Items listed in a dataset
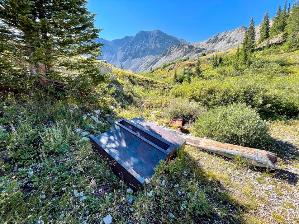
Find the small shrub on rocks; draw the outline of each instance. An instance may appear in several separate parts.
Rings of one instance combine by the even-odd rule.
[[[182,118],[186,121],[194,121],[205,111],[198,103],[178,99],[171,103],[165,113],[169,119]]]
[[[267,122],[243,103],[215,107],[200,116],[195,127],[200,137],[248,147],[261,147],[269,139]]]

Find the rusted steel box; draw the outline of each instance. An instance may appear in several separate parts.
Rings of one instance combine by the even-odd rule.
[[[186,140],[175,134],[138,117],[132,119],[131,121],[135,124],[137,127],[143,128],[152,133],[160,135],[162,138],[175,145],[177,150],[180,147],[185,147]]]
[[[135,190],[143,189],[160,160],[175,154],[176,146],[161,135],[125,119],[114,123],[107,132],[90,136],[93,149],[112,163],[114,173]]]

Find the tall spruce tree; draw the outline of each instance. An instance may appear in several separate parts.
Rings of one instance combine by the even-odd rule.
[[[34,79],[36,85],[63,92],[93,92],[95,85],[107,79],[97,66],[103,44],[95,40],[101,29],[95,27],[95,14],[87,4],[83,0],[0,0],[0,54],[5,50],[13,55],[14,61],[26,68],[22,77]],[[6,71],[13,72],[15,63]],[[7,79],[7,73],[0,71],[0,75]]]
[[[250,21],[249,27],[245,32],[241,49],[241,61],[243,64],[246,64],[248,59],[248,54],[250,53],[254,48],[255,39],[254,22],[253,17],[252,17]]]
[[[270,24],[269,21],[269,12],[266,12],[263,18],[262,24],[259,28],[259,42],[260,43],[269,38],[270,30]]]
[[[276,14],[273,17],[273,23],[270,28],[270,37],[273,37],[279,33],[279,21],[281,13],[281,6],[279,5],[276,10]]]
[[[284,29],[287,25],[287,0],[284,2],[283,8],[280,14],[278,20],[277,28],[278,33],[282,33],[284,31]]]
[[[288,35],[288,40],[292,45],[299,44],[299,0],[296,0],[292,6],[287,21],[286,31]]]
[[[196,65],[195,66],[195,71],[194,72],[195,77],[202,77],[202,68],[200,66],[200,60],[199,58],[197,58]]]
[[[173,82],[175,83],[178,82],[178,74],[177,74],[176,71],[174,71],[174,74],[173,75]]]

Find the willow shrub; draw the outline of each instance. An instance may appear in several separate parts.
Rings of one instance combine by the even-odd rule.
[[[199,117],[195,128],[199,137],[248,147],[261,148],[270,140],[268,122],[255,110],[243,103],[211,110]]]

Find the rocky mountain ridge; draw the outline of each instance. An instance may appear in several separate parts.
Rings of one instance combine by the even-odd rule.
[[[257,40],[259,26],[255,28]],[[144,72],[182,58],[198,56],[203,51],[217,52],[240,45],[247,29],[241,26],[199,42],[189,42],[159,30],[140,31],[134,36],[112,40],[99,38],[97,42],[105,45],[99,59],[118,68],[122,64],[125,69],[134,72]]]

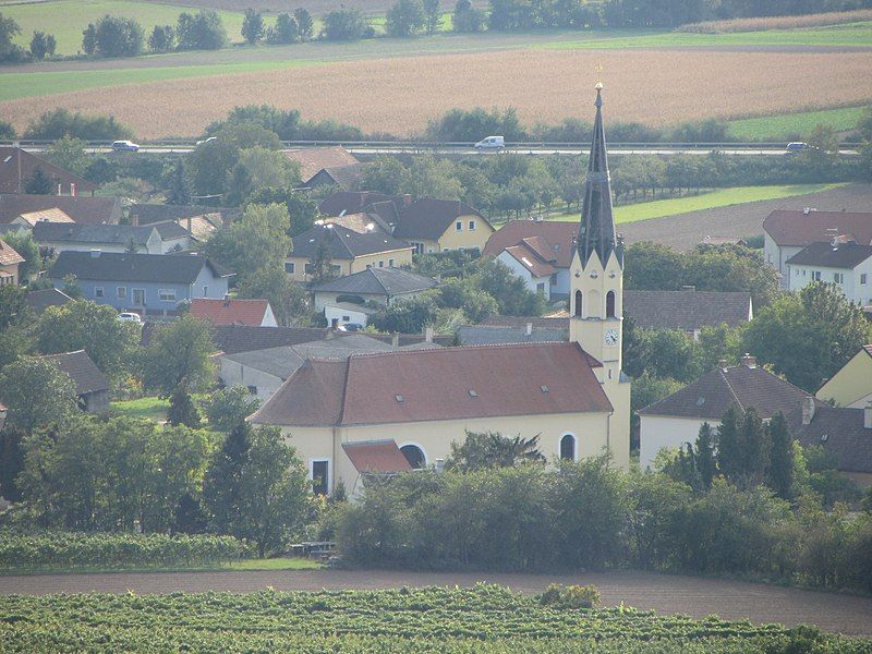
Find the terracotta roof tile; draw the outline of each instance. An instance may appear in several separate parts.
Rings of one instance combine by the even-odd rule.
[[[269,308],[266,300],[207,300],[191,301],[191,315],[213,325],[249,325],[259,327]]]

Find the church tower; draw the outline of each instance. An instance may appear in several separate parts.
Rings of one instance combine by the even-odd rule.
[[[596,84],[584,199],[576,254],[570,267],[569,340],[600,361],[594,368],[615,411],[609,419],[609,447],[615,463],[629,464],[630,379],[621,372],[623,340],[623,242],[611,216],[606,136],[603,129],[603,85]]]

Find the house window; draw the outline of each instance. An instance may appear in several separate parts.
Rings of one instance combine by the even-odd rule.
[[[405,460],[409,461],[409,465],[411,465],[413,470],[423,470],[426,467],[427,457],[424,455],[424,450],[419,446],[409,443],[403,445],[400,448],[400,451],[405,457]]]
[[[560,437],[560,460],[576,460],[576,437],[572,434],[564,434]]]
[[[330,460],[310,459],[308,479],[312,480],[312,492],[315,495],[330,494]]]

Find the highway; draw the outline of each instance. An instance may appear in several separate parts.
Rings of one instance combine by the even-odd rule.
[[[7,144],[2,144],[7,145]],[[10,144],[11,145],[11,144]],[[27,152],[39,153],[47,149],[49,143],[45,142],[22,142],[22,147]],[[615,155],[707,155],[717,150],[723,155],[744,155],[744,156],[783,156],[787,154],[784,143],[615,143],[608,147],[608,152]],[[353,155],[378,156],[378,155],[440,155],[446,157],[473,157],[473,156],[494,156],[499,153],[529,156],[580,156],[586,155],[588,148],[579,144],[554,144],[554,143],[521,143],[509,144],[506,148],[496,150],[476,150],[468,144],[434,144],[434,143],[413,143],[413,142],[286,142],[284,152],[291,152],[303,147],[337,147],[342,146]],[[196,148],[196,143],[184,142],[156,142],[140,144],[138,154],[141,155],[171,155],[187,154]],[[106,143],[93,142],[86,147],[90,154],[111,154],[112,148]],[[840,155],[856,156],[858,149],[856,144],[845,144],[839,150]]]

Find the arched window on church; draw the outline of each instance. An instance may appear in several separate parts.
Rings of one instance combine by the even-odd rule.
[[[560,460],[576,460],[576,437],[572,434],[564,434],[560,438]]]
[[[606,317],[615,317],[615,291],[608,291],[608,293],[606,293]]]

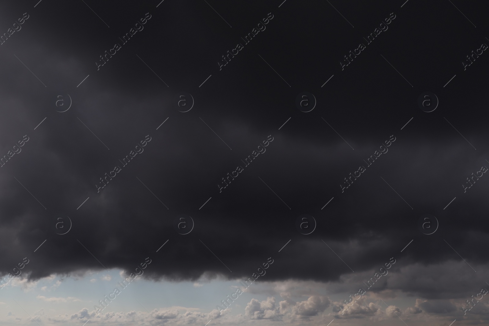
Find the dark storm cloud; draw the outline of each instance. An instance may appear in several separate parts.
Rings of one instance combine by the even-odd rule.
[[[489,166],[481,96],[487,82],[458,63],[481,42],[459,13],[444,7],[435,19],[429,11],[401,10],[387,1],[342,8],[356,22],[353,28],[328,4],[215,3],[231,28],[204,2],[167,1],[156,8],[158,2],[91,4],[110,27],[83,2],[4,8],[9,23],[2,30],[24,12],[30,17],[0,48],[1,155],[24,135],[29,140],[0,168],[2,272],[26,256],[34,279],[104,267],[132,270],[148,256],[154,262],[147,277],[178,280],[204,273],[248,278],[268,257],[275,261],[263,278],[269,280],[338,280],[350,268],[377,269],[391,257],[398,259],[393,272],[463,262],[457,253],[476,270],[487,263],[489,177],[466,193],[461,186]],[[343,56],[392,12],[397,16],[389,30],[342,71]],[[97,70],[99,56],[148,12],[144,30]],[[274,18],[266,32],[220,71],[222,54],[269,12]],[[413,24],[414,18],[422,23]],[[453,42],[426,36],[438,24]],[[481,70],[488,64],[482,58],[476,64]],[[318,101],[308,113],[294,104],[305,90]],[[440,101],[430,113],[417,104],[427,90]],[[185,113],[177,110],[181,91],[195,100]],[[57,96],[67,101],[67,94],[72,108],[56,112]],[[220,193],[222,178],[244,165],[269,135],[266,151]],[[391,135],[396,140],[388,151],[342,193],[344,178],[383,150]],[[144,152],[122,166],[119,160],[139,150],[147,136]],[[97,192],[100,178],[116,166],[121,170]],[[309,235],[294,228],[303,213],[317,221]],[[418,229],[425,213],[440,223],[431,235]],[[173,228],[181,214],[195,222],[184,235]],[[67,215],[71,230],[56,234],[58,218]],[[466,268],[454,279],[473,272]],[[441,273],[425,272],[427,277]],[[396,288],[427,297],[443,292],[441,285],[400,283]]]

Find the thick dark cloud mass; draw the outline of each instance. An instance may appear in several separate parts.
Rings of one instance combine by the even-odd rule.
[[[483,284],[485,4],[37,2],[0,6],[2,33],[28,15],[0,46],[3,273],[25,256],[33,279],[149,256],[154,279],[247,278],[271,257],[264,279],[326,281],[394,257],[375,291],[451,299]],[[329,305],[317,300],[298,315]]]

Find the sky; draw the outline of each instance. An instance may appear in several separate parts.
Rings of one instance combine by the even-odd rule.
[[[487,7],[0,4],[0,323],[487,325]]]

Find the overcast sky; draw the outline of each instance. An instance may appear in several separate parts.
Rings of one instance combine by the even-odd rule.
[[[0,323],[487,325],[488,7],[405,0],[0,4]]]

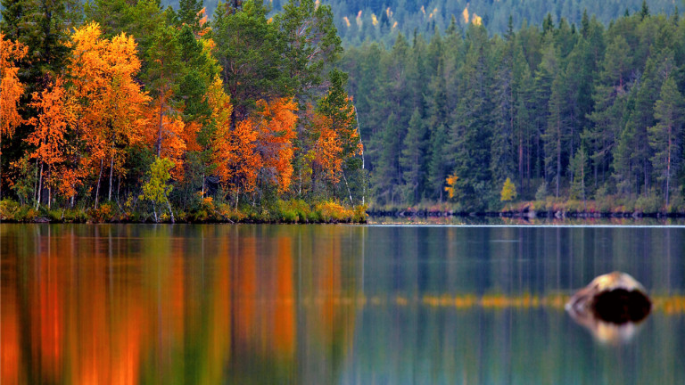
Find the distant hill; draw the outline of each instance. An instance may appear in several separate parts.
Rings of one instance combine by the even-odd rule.
[[[273,9],[280,10],[286,0],[271,0]],[[208,13],[216,9],[219,0],[205,0]],[[528,24],[541,25],[548,13],[555,22],[565,18],[578,24],[583,10],[608,24],[626,11],[639,10],[642,0],[322,0],[330,4],[335,26],[345,45],[359,45],[364,40],[394,42],[398,32],[412,36],[416,30],[425,36],[437,28],[443,31],[452,19],[465,26],[481,22],[491,34],[507,30],[509,15],[514,28]],[[162,0],[163,5],[177,7],[178,0]],[[671,14],[680,0],[648,0],[651,12]]]

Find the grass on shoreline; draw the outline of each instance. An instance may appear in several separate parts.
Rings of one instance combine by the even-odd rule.
[[[309,204],[301,200],[277,201],[270,207],[215,204],[211,198],[187,211],[174,210],[176,223],[285,223],[331,224],[366,223],[367,207],[345,207],[334,201]],[[169,212],[161,212],[158,223],[170,223]],[[21,205],[5,199],[0,201],[0,221],[50,223],[155,223],[151,210],[131,209],[116,202],[104,202],[97,209],[54,208]]]

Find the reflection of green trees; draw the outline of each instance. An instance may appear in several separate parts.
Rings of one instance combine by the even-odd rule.
[[[86,358],[112,374],[126,352],[142,383],[685,380],[682,228],[3,224],[0,237],[3,320],[32,383],[75,383]],[[659,303],[631,344],[600,347],[558,299],[615,269]],[[528,294],[546,302],[517,305]],[[58,315],[37,312],[53,298]],[[48,340],[62,358],[46,361]]]

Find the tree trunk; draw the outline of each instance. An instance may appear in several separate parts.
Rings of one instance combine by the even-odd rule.
[[[97,209],[97,200],[100,197],[100,179],[103,177],[103,160],[100,160],[100,174],[97,176],[97,186],[95,187],[95,209]]]
[[[176,223],[174,220],[174,212],[171,210],[171,203],[169,202],[169,198],[167,198],[167,208],[169,208],[169,215],[171,216],[171,223]]]
[[[111,201],[111,176],[114,174],[114,149],[111,149],[111,160],[110,160],[110,192],[107,193],[107,201]]]
[[[157,133],[157,158],[160,157],[160,154],[161,154],[161,126],[162,126],[162,117],[163,117],[163,110],[164,107],[164,92],[162,91],[161,95],[160,95],[160,128]]]
[[[3,199],[3,141],[0,140],[0,201]]]
[[[38,159],[36,158],[36,176],[33,178],[33,201],[38,200]]]
[[[558,198],[559,180],[561,179],[561,130],[557,130],[557,198]]]
[[[668,151],[666,155],[666,209],[669,204],[669,192],[671,190],[671,127],[668,127]]]
[[[350,191],[350,185],[347,184],[347,176],[345,176],[345,170],[342,170],[342,179],[345,181],[345,187],[347,187],[347,193],[350,196],[350,204],[354,206],[352,201],[352,192]]]
[[[36,200],[36,209],[38,209],[38,207],[40,207],[40,192],[43,189],[43,162],[40,162],[40,177],[38,178],[38,191],[37,191],[37,199]]]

(Written exercise):
Copy out the lines from the one containing "Find the overcast" through the one containing "[[[0,323],[487,325],[488,7],[405,0],[0,4]]]", inclusive, replacing "overcast" with "cloudy" and changing nothing else. Give only those lines.

(Solution for this exercise):
Find the cloudy sky; draw the outline of each instance. An instance may appear in several separate parts.
Rings of one instance combine by the even-odd rule.
[[[0,323],[487,325],[488,7],[405,0],[0,4]]]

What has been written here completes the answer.